● DATA SHOWN:
- - - - -

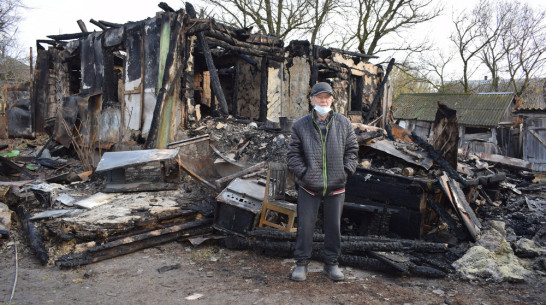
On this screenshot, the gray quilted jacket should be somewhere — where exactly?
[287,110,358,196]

- - - - -

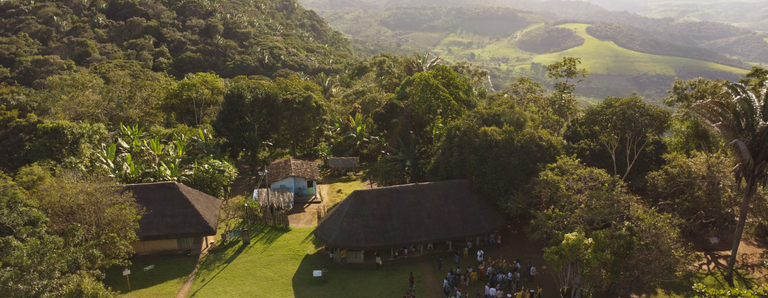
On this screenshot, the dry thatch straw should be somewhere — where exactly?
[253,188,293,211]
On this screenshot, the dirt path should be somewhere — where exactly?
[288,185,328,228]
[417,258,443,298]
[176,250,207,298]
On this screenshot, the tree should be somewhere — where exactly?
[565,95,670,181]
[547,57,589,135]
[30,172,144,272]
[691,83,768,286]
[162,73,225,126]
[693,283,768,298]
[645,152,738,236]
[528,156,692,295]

- - - - -

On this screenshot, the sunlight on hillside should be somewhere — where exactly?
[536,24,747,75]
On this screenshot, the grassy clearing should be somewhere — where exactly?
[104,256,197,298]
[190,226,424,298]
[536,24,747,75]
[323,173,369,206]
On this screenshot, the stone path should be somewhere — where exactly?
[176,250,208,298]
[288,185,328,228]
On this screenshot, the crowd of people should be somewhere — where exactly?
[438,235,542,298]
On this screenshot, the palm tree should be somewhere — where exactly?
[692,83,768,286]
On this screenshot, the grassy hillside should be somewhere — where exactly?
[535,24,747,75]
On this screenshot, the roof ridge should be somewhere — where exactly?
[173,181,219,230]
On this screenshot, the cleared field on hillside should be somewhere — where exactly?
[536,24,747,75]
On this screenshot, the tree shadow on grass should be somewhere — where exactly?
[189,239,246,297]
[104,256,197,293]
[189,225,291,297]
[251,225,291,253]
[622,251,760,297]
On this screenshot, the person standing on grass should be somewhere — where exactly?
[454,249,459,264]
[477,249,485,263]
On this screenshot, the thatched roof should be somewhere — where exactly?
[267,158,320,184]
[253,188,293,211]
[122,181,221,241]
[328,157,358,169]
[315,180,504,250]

- - - - -

● PROBLEM:
Gather every line of the entries above that contains the string "tree", copying each such line in full. Case counts.

● REPLY:
On this screenshot, the tree should be somewhere — where exactly?
On this screenshot, the palm tree should be somewhere — where exactly?
On this screenshot, the tree shadow on grass should be somewhere — where exactly?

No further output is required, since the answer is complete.